## BRIEF
An acceptable answer contains every record below, unchanged, and no pictures.

------------------------

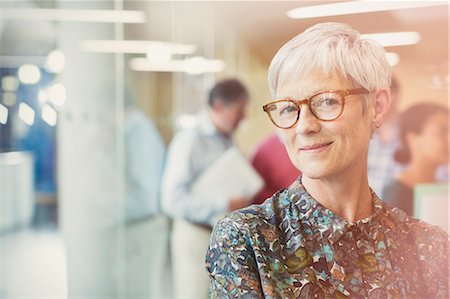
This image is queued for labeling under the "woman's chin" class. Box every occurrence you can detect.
[300,167,332,180]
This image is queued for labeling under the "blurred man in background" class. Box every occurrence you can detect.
[161,78,251,298]
[123,92,171,298]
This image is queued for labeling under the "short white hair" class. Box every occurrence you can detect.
[268,22,391,99]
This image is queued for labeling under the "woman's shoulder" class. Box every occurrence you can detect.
[409,217,449,243]
[406,217,449,280]
[211,189,292,239]
[217,194,280,227]
[383,204,449,245]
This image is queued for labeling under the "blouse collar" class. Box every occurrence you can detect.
[286,176,388,245]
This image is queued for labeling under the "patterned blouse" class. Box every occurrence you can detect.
[206,177,449,298]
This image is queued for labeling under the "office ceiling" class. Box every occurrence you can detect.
[123,1,448,106]
[124,1,448,69]
[3,1,448,75]
[1,1,447,104]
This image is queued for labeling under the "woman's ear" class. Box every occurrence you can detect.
[371,89,391,129]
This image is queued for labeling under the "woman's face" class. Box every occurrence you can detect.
[411,112,449,165]
[277,70,375,179]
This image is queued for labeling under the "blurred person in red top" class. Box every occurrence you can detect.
[251,132,300,204]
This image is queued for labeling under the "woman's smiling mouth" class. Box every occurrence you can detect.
[299,142,333,153]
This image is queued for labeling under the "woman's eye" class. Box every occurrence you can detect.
[318,98,339,106]
[279,105,297,115]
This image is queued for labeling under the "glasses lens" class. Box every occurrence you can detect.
[267,100,298,128]
[310,92,344,120]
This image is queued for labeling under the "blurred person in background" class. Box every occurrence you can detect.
[368,78,448,196]
[161,78,251,298]
[250,132,300,204]
[367,77,405,196]
[383,103,449,215]
[123,91,172,298]
[206,22,449,298]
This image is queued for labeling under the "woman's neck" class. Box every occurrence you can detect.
[301,166,373,223]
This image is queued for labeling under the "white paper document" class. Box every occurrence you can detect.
[192,146,263,201]
[172,147,263,288]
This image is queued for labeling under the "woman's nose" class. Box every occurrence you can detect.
[294,104,321,135]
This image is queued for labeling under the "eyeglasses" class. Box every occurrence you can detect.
[262,88,369,129]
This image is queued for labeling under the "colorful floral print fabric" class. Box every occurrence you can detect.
[206,177,449,298]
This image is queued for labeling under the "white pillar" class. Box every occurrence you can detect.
[57,1,125,297]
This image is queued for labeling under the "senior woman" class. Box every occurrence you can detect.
[205,22,449,298]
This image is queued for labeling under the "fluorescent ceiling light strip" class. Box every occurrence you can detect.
[80,40,196,54]
[287,1,447,19]
[1,8,146,23]
[361,32,421,47]
[129,57,224,73]
[130,60,186,72]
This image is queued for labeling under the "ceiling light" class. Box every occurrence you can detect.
[287,1,446,19]
[2,76,19,92]
[362,32,421,47]
[0,104,8,125]
[41,105,58,127]
[48,83,66,107]
[18,103,35,126]
[80,40,196,55]
[38,90,48,105]
[18,64,41,84]
[184,57,225,75]
[129,57,225,74]
[129,59,186,72]
[385,52,399,66]
[2,93,16,107]
[1,8,146,23]
[45,50,65,73]
[147,44,171,63]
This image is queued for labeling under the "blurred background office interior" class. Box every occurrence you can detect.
[0,1,448,298]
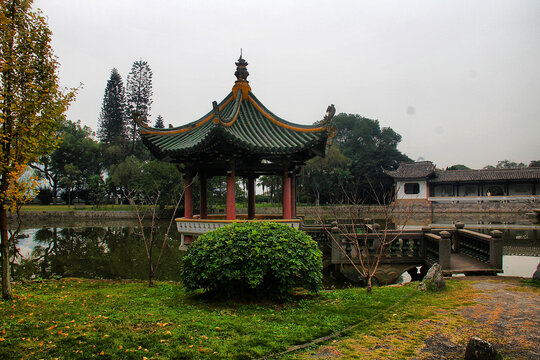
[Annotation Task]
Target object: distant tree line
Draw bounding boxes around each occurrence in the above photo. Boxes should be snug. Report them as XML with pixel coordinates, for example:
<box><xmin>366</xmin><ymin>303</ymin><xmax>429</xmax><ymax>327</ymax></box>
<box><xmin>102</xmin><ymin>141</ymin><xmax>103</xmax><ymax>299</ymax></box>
<box><xmin>32</xmin><ymin>62</ymin><xmax>539</xmax><ymax>208</ymax></box>
<box><xmin>260</xmin><ymin>113</ymin><xmax>412</xmax><ymax>205</ymax></box>
<box><xmin>446</xmin><ymin>160</ymin><xmax>540</xmax><ymax>171</ymax></box>
<box><xmin>32</xmin><ymin>110</ymin><xmax>412</xmax><ymax>207</ymax></box>
<box><xmin>32</xmin><ymin>61</ymin><xmax>172</xmax><ymax>206</ymax></box>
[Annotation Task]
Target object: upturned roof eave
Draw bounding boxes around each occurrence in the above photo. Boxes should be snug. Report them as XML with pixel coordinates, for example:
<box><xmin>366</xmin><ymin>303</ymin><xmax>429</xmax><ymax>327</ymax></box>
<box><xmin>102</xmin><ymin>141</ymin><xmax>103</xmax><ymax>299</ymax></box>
<box><xmin>138</xmin><ymin>92</ymin><xmax>235</xmax><ymax>136</ymax></box>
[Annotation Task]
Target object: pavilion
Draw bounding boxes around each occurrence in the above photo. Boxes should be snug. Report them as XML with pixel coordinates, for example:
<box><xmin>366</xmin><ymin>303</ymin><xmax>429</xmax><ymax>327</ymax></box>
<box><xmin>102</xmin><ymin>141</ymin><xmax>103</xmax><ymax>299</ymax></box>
<box><xmin>139</xmin><ymin>56</ymin><xmax>335</xmax><ymax>248</ymax></box>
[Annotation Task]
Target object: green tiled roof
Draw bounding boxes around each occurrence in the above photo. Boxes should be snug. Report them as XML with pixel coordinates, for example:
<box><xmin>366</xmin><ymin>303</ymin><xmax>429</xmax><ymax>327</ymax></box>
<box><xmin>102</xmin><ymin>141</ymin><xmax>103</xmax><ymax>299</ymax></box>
<box><xmin>140</xmin><ymin>89</ymin><xmax>334</xmax><ymax>163</ymax></box>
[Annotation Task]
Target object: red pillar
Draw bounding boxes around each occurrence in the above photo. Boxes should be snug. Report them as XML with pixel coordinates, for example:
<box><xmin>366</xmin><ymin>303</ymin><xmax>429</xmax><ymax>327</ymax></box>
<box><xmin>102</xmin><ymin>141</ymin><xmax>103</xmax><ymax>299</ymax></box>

------------------------

## ANSWER AREA
This image is queued for labeling under the "woman's chin" class. Box every occurrence you can detect.
[300,167,332,180]
This image is queued for labeling under the "blurred man in background" class. Box every occurrence you can detect.
[161,78,251,298]
[123,92,171,298]
This image is queued for labeling under the "short white hair" class. Box every occurrence you can detect.
[268,22,391,99]
This image is queued for labeling under the "woman's shoulder" class. Box every occurrence you can detect.
[409,217,449,243]
[406,217,449,280]
[211,189,292,239]
[217,194,280,227]
[383,204,449,245]
This image is queued for labeling under the "blouse collar" class. Box every occurrence you can detect.
[286,176,388,245]
This image is queued for labeling under the "patterned blouse" class. Box every occurrence you can detect.
[206,177,449,298]
This image is queued for labeling under the "office ceiling" class. Box every occurrence you can detect.
[123,1,448,106]
[124,1,448,69]
[3,1,448,75]
[1,1,447,104]
This image is queued for labeling under the "woman's ear" class. Box every occurrence you can detect.
[371,89,391,129]
This image is queued for labeling under the "woman's face" class. Box every occurrence you can detect.
[411,112,449,165]
[277,70,375,179]
This image is queued for labeling under the "blurred person in red top" class. Box every occurrence you can detect.
[251,132,300,204]
This image is queued for labeling under the "woman's smiling mouth" class. Box every occurrence you can detect.
[299,142,333,153]
This image is queued for labeling under the "woman's eye" class. Box every occurrence you can detect.
[318,98,339,106]
[279,105,297,115]
This image is queued for labeling under the "glasses lens" class. Box every occurrence you can detect.
[267,100,298,128]
[310,92,344,120]
This image is queued for labeling under the "blurred person in background" class. Box every occurrence you can detect.
[368,78,448,196]
[161,78,251,298]
[250,132,300,204]
[367,77,405,196]
[383,103,449,215]
[123,91,172,298]
[206,22,449,298]
This image is queued for labeling under the "woman's neck" class. Box every occurrence you can detect.
[301,166,373,223]
This image is queued for labeling under the "white paper document" class. Box every occurrence you can detect.
[192,146,263,201]
[172,147,263,288]
This image is queued for labeling under the "woman's nose" class. Box every occurrence you can detect.
[294,104,321,135]
This image is queued for labeling under the "eyeglasses" class. Box every occurrence you can detect.
[262,88,369,129]
This image is queued for labeling under the "colorful floral print fabric" class. Box every occurrence you can detect.
[206,177,449,298]
This image is queued for labeling under the "white pillar" class. Box every occurrence you can detect.
[57,1,125,297]
This image is queued for labeling under the "senior woman" class. Box every occurrence you can detect.
[205,22,449,298]
This image is queued for labeling under the "fluorescent ceiling light strip" class. Box every occurrence you can detect.
[80,40,196,54]
[287,1,447,19]
[1,8,146,23]
[361,32,421,47]
[129,57,224,73]
[130,60,186,72]
This image is queued for labeling under the "ceiling light" class. Box every occurrence you can detect.
[287,1,446,19]
[2,76,19,92]
[362,32,421,47]
[0,104,8,125]
[41,105,58,127]
[48,83,66,107]
[18,103,35,126]
[80,40,196,55]
[38,90,48,105]
[18,64,41,84]
[184,57,225,75]
[129,57,225,74]
[129,59,186,72]
[385,52,399,66]
[2,93,16,107]
[1,8,146,23]
[45,50,65,73]
[147,44,171,63]
This image is queued for labeling under the "blurred background office interior" class. Box every occurrence you can detect.
[0,1,448,298]
[Annotation Task]
Target object: distant tree line
Draw bounding boxes around each occurrence in the above photo. Boxes should be snug. Report them as XML with pixel coordinates, for example:
<box><xmin>366</xmin><ymin>303</ymin><xmax>429</xmax><ymax>327</ymax></box>
<box><xmin>102</xmin><ymin>141</ymin><xmax>103</xmax><ymax>299</ymax></box>
<box><xmin>32</xmin><ymin>62</ymin><xmax>539</xmax><ymax>208</ymax></box>
<box><xmin>260</xmin><ymin>113</ymin><xmax>412</xmax><ymax>205</ymax></box>
<box><xmin>446</xmin><ymin>160</ymin><xmax>540</xmax><ymax>171</ymax></box>
<box><xmin>32</xmin><ymin>110</ymin><xmax>412</xmax><ymax>207</ymax></box>
<box><xmin>32</xmin><ymin>61</ymin><xmax>172</xmax><ymax>206</ymax></box>
[Annotation Task]
Target object: upturned roof eave
Draw bounding boxes around each occurrence in the above photo. Boxes should be snug. Report them as XML with pixel coordinates, for example:
<box><xmin>366</xmin><ymin>303</ymin><xmax>429</xmax><ymax>327</ymax></box>
<box><xmin>102</xmin><ymin>141</ymin><xmax>103</xmax><ymax>299</ymax></box>
<box><xmin>138</xmin><ymin>92</ymin><xmax>235</xmax><ymax>136</ymax></box>
[Annotation Task]
Target object: pavilion
Draw bounding boxes around each occurrence in the above photo. Boxes should be snug. Report them as XML with pixel coordinates, for example:
<box><xmin>366</xmin><ymin>303</ymin><xmax>429</xmax><ymax>327</ymax></box>
<box><xmin>102</xmin><ymin>141</ymin><xmax>103</xmax><ymax>299</ymax></box>
<box><xmin>139</xmin><ymin>56</ymin><xmax>335</xmax><ymax>248</ymax></box>
[Annotation Task]
Target object: green tiled roof
Draw bounding boxes around each occurrence in the above photo. Boxes should be snug. Report them as XML with pixel coordinates, for example:
<box><xmin>366</xmin><ymin>303</ymin><xmax>429</xmax><ymax>327</ymax></box>
<box><xmin>102</xmin><ymin>141</ymin><xmax>103</xmax><ymax>299</ymax></box>
<box><xmin>140</xmin><ymin>89</ymin><xmax>334</xmax><ymax>163</ymax></box>
[Annotation Task]
Target object: red pillar
Draw bounding boxes around each occurrence in the above photo. Boxes should be snug. Report them as XML with pixel coordinates, for example:
<box><xmin>366</xmin><ymin>303</ymin><xmax>429</xmax><ymax>327</ymax></box>
<box><xmin>102</xmin><ymin>141</ymin><xmax>103</xmax><ymax>299</ymax></box>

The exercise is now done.